#### Required work
Render the lines below as a Markdown table with the columns Row and Line, numbering each row and leaving out blank lines.

[Material supplied Boundary: Start]

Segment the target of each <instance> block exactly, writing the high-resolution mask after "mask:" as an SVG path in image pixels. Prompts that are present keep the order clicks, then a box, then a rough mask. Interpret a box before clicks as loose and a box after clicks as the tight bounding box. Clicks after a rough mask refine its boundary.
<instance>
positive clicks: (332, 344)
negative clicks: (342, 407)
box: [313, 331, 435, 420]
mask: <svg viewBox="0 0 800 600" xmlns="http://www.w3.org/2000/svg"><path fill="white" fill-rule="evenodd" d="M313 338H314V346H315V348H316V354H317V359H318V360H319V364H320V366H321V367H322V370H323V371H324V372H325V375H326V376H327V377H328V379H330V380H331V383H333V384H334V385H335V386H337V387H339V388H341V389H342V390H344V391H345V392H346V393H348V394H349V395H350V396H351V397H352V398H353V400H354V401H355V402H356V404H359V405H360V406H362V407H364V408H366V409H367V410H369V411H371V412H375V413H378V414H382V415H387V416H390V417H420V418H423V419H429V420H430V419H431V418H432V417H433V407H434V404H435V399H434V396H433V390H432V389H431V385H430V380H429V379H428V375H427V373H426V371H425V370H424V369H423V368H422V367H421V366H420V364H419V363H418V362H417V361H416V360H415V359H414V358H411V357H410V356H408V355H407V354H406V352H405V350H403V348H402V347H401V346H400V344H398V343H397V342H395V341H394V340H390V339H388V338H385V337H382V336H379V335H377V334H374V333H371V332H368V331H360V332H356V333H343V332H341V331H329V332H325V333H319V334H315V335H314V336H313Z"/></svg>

[Material supplied Boundary: End]

#### Written response
| Row | Line |
|---|---|
| 1 | Segment the target of each <instance> block exactly, writing the high-resolution mask after "mask:" as an SVG path in image pixels. Prompts that are present keep the order clicks, then a box, then a rough mask. Interpret a box before clicks as loose and a box after clicks as the tight bounding box. Clicks after a rough mask refine its boundary. |
| 2 | <instance> |
| 3 | positive clicks: (332, 344) |
| 4 | negative clicks: (342, 407) |
| 5 | box: [313, 331, 435, 420] |
| 6 | mask: <svg viewBox="0 0 800 600" xmlns="http://www.w3.org/2000/svg"><path fill="white" fill-rule="evenodd" d="M313 338H314V346H315V348H316V354H317V359H318V360H319V364H320V366H321V367H322V370H323V371H324V372H325V375H326V376H327V377H328V379H330V380H331V383H333V384H334V385H335V386H337V387H339V388H341V389H342V390H344V391H345V392H346V393H348V394H349V395H350V396H351V397H352V398H353V400H354V401H355V402H356V404H359V405H360V406H362V407H364V408H366V409H367V410H369V411H371V412H375V413H378V414H382V415H387V416H390V417H420V418H423V419H429V420H430V419H431V418H432V417H433V407H434V404H435V399H434V396H433V390H432V389H431V385H430V380H429V379H428V375H427V373H426V371H425V370H424V369H423V368H422V367H421V366H420V364H419V363H418V362H417V361H416V360H415V359H414V358H411V357H410V356H408V355H407V354H406V352H405V350H403V348H402V347H401V346H400V344H398V343H397V342H395V341H394V340H390V339H388V338H385V337H382V336H379V335H377V334H374V333H371V332H368V331H360V332H356V333H343V332H341V331H329V332H325V333H319V334H315V335H314V336H313Z"/></svg> |